Mongodb Indexing Issue - mongodb

I have a collection in which below is the data:
"sel_att" : {
"Technical Specifications" : {
"In Sales Package" : "Charger, Handset, User Manual, Extra Ear Buds, USB Cable, Headset",
"Warranty" : "1 year manufacturer warranty for Phone and 6 months warranty for in the box accessories"
},
"General Features" : {
"Brand" : "Sony",
"Model" : "Xperia Z",
"Form" : "Bar",
"SIM Size" : "Micro SIM",
"SIM Type" : "Single Sim, GSM",
"Touch Screen" : "Yes, Capacitive",
"Business Features" : "Document Viewer, Pushmail (Mail for Exchange, ActiveSync)",
"Call Features" : "Conference Call, Hands Free, Loudspeaker, Call Divert",
"Product Color" : "Black"
},
"Platform/Software" : {
"Operating Frequency" : "GSM - 850, 900, 1800, 1900; UMTS - 2100",
"Operating System" : "Android v4.1 (Jelly Bean), Upgradable to v4.4 (KitKat)",
"Processor" : "1.5 GHz Qualcomm Snapdragon S4 Pro, Quad Core",
"Graphics" : "Adreno 320"
}
}
The data mentioned above is too huge and the fields are all dynamically inserted, how can I index such fields to get faster results?

It seems to me that you have not fully understood the power of document based databases such as MongoDB.
Bellow are just a few thoughts:
you have 1 million records
you have 1 million index values for that collection
you have to RAM available to store 1 million index values in-memory, otherwise the benefits of indexing would not be so keen to show up
yes you can have sharding but you need lots of hardware to accommodate basic needs
What you for sure need is something that can make dynamically link random text to valuable indexes and that allows you to search in vast amounts of text very fast. And for that you should use a tool like ElasticSearch.
Note that you can and should store your content in a NoSQL database and yes MongoDB is a viable option. And for the indexing part ElasticSearch has plugins available to enhance the communication between the two.
P.S. If I recall correctly the plugin is called MongoDB River
EDIT:
I've also added a more comprehensive definition for ElasticSearch. I won't take credit for it since I've grabbed it from Wikipedia:
Elasticsearch is a search server based on Lucene. It provides a
distributed, multitenant-capable full-text search engine with a
RESTful web interface and schema-free JSON documents
EDIT 2:
I've scaled down a bit on the numbers since it might be far-fetched for most projects. But the main idea remains the same. Indexes are not recommended for the use-case described in the question.

Based on what you want to query, you will end up indexing those fields. You can also have secondary indexes in MongoDB. But beware creating too many indexes may improve your query performance but consume additional disk space and make inserts slower due to re-indexing.
MongoDB indexes

Short answer: you can't. Use Elastic Search.

INSTRUCTION 1:
From the MongoDB indexing thread, reproduce the passage between "Based on what" and "Use Elastic Search.", inclusive.
INSTRUCTION 2:
In the MongoDB indexing thread, what reason does one reply give for not creating too many indexes? Answer in one to three sentences.
INSTRUCTION 3:
Render this sentence from the MongoDB indexing thread in Spanish: "Note that you can and should store your content in a NoSQL database and yes MongoDB is a viable option."

LISTED RECORDS:
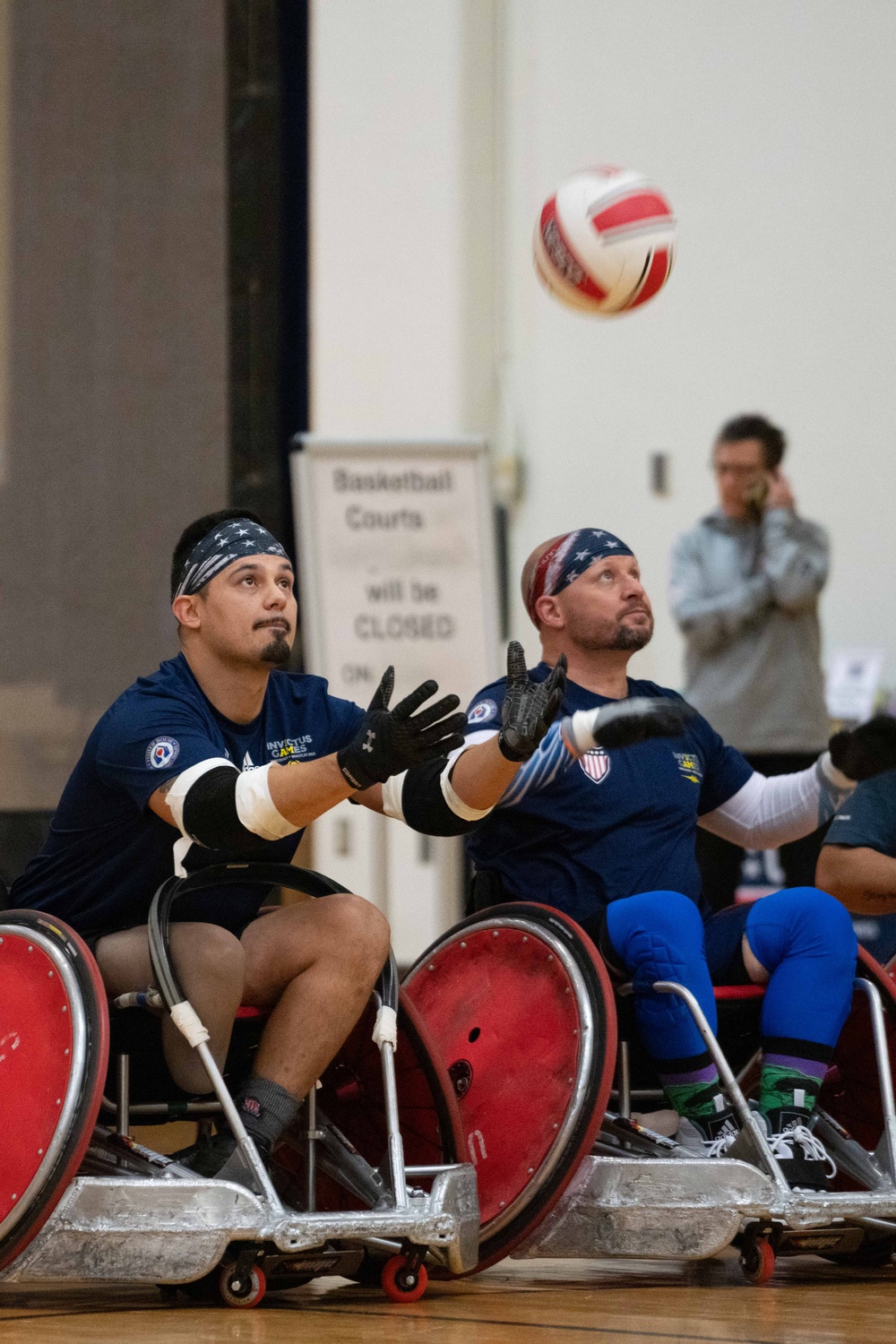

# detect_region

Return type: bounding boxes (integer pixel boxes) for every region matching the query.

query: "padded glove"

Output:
[336,667,466,789]
[560,696,697,760]
[828,714,896,784]
[498,640,567,761]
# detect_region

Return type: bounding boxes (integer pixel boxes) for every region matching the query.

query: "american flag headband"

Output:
[525,527,634,625]
[175,518,289,599]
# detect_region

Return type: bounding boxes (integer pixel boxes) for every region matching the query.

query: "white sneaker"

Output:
[769,1124,837,1191]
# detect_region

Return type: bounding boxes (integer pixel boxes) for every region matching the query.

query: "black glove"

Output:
[828,714,896,782]
[560,696,697,757]
[498,640,567,761]
[336,667,466,789]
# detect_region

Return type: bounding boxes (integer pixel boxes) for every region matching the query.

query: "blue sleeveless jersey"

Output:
[11,655,364,935]
[466,663,753,921]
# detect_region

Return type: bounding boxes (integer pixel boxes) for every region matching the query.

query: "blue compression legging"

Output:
[607,887,857,1064]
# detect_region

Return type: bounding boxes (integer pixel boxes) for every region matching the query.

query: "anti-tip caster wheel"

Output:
[218,1263,267,1306]
[740,1236,775,1288]
[380,1255,430,1303]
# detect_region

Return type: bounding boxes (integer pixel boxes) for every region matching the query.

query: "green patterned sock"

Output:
[759,1062,821,1116]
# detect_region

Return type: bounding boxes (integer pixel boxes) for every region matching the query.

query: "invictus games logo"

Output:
[672,752,702,784]
[579,747,610,784]
[146,738,180,771]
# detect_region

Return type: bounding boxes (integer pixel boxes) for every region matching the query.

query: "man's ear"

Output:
[170,593,202,631]
[535,596,565,631]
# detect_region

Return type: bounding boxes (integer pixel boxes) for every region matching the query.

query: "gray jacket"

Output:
[669,508,829,752]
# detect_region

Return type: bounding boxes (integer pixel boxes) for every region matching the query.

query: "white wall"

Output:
[312,0,896,943]
[310,0,497,964]
[505,0,896,685]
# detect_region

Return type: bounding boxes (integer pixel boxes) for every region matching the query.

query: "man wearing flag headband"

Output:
[371,529,896,1188]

RESPONSE 1:
Based on what you want to query, you will end up indexing those fields. You can also have secondary indexes in MongoDB. But beware creating too many indexes may improve your query performance but consume additional disk space and make inserts slower due to re-indexing.
MongoDB indexes

Short answer: you can't. Use Elastic Search.

RESPONSE 2:
More indexes may speed up queries, but they use extra disk space. They also slow down inserts because of re-indexing.

RESPONSE 3:
Ten en cuenta que puedes y debes almacenar tu contenido en una base de datos NoSQL y, sí, MongoDB es una opción viable.